SHORT TASK 1: In the forum thread on latent variable estimation in JAGS below, what names are given to the entries of the list assigned to `datl`?

TEXT PASSAGE:

Search code examples
rbayesianjagsr2jags

Latent variable estimation with binary and continuous indicators in JAGS


I am using R2jags to estimate latent factor using both binary and continuous variables. I was wondering wether jags command from R2jags can handle both binary and continuous variables at the same time. I tried to find articles explain the types of variables jags can handle, but I was not able to find any. If jags can account both binary and continuous in the same model, what is the correct way to specify the types of variables when creating a model?

Thanks for your help in advance.


Solution

  • Here's an example. First, I'll make some data:

    library(R2jags)
    set.seed(207)
    z <- rnorm(250)
    y_num <- apply(matrix(rnorm(750,0, .25), ncol=3), 2, \(x)x+z)
    y_bin <- apply(matrix(rnorm(750,0, .25), ncol=3), 2, \(x)plogis(x+z))
    y_bin <- apply(y_bin, 2, \(x)rbinom(length(x), 1, x))
    
    y_num <- scale(y_num)
    

    Next, we put the data in a list to feed to JAGS:

    datl <- list(
      N = nrow(y_num),
      y_num = y_num, 
      y_bin = y_bin, 
      a0=c(0,0), 
      A0 = diag(2)*.1
    )
    
    

    Next, we can write the model. Here, we are using a Bernoulli distribution to fit the binary variables and a normal distribution to fit the continuous variables (Note, the code below will write the model code to a file in your working directory):

    jags.mod <- "model{
      for(i in 1:N){
        for(j in 1:3){
          y_num[i,j] ~ dnorm(mu[i,j], tau[j])
          mu[i,j] <- b[j]*zeta[i]
        }
        for(j in 1:3){
          y_bin[i,j] ~ dbern(p[i,j])
          logit(p[i,j]) <- a[1,j] + a[2,j]*zeta[i]
        }
      zeta[i] ~ dnorm(0,1)
      }
      b[1] <- 1
      b[2] ~ dnorm(0,.1)T(0, )
      b[3] ~ dnorm(0,.1)T(0, )

SHORT TASK 2: Render every line of the records below as a Markdown table with columns Row and Line, omitting blank lines.

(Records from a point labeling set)
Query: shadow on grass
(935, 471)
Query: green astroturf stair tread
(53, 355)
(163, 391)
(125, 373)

WORKED ANSWER 1: N, y_num, y_bin, a0, A0

WORKED ANSWER 2:
| Row | Line |
|---|---|
| 1 | Query: shadow on grass |
| 2 | (935, 471) |
| 3 | Query: green astroturf stair tread |
| 4 | (53, 355) |
| 5 | (163, 391) |
| 6 | (125, 373) |